# [Problem]
Rewrite the listing from the line holding "of the lower" through the end, inclusive, with the requests, and multiply each answer coordinate by 2.1, rounding to whole numbers with halves going up. Leave the numbers in the requests and their format samples unchanged.

>> start Extracted material

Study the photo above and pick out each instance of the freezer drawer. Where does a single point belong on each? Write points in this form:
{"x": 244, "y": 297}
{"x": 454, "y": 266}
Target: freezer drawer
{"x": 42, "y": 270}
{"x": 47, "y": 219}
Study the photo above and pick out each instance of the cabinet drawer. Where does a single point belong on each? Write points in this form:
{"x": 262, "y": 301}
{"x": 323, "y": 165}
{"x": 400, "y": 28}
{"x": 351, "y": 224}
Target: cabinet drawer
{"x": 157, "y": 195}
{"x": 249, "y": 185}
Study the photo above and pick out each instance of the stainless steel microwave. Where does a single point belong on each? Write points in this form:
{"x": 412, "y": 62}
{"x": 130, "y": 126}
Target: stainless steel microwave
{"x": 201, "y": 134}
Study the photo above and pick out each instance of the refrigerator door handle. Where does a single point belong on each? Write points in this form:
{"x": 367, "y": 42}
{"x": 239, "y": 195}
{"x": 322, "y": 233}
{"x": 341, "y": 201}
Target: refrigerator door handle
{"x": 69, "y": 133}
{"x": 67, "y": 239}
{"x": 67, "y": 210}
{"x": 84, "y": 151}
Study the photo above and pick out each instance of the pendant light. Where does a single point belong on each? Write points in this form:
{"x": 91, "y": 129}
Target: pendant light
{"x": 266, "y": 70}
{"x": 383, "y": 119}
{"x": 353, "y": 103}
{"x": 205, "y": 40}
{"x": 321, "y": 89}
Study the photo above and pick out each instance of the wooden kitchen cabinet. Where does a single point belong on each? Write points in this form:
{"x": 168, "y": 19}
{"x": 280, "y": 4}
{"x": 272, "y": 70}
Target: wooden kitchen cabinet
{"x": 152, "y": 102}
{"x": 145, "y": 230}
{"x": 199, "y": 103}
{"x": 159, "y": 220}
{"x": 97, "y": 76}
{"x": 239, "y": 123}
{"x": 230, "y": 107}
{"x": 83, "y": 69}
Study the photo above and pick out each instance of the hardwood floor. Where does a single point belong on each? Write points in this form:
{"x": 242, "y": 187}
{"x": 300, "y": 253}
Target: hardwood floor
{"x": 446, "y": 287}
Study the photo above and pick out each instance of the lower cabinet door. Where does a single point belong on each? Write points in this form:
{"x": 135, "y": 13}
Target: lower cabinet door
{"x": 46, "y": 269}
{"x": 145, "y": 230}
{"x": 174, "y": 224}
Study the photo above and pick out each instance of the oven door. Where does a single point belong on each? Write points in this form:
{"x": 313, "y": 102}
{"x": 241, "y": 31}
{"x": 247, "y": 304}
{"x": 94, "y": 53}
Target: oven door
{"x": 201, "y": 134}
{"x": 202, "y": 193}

>> end Extracted material

# [The response]
Study the photo above and pick out each instance of the lower cabinet door. Where does a single point belong on each? Write points in this form:
{"x": 135, "y": 13}
Target: lower cabinet door
{"x": 97, "y": 565}
{"x": 305, "y": 483}
{"x": 365, "y": 470}
Study the photo above and pick out each instance of the oven door. Where does a single point belong on each? Write points in this form:
{"x": 313, "y": 102}
{"x": 241, "y": 31}
{"x": 247, "y": 304}
{"x": 94, "y": 53}
Target: oven door
{"x": 422, "y": 281}
{"x": 424, "y": 405}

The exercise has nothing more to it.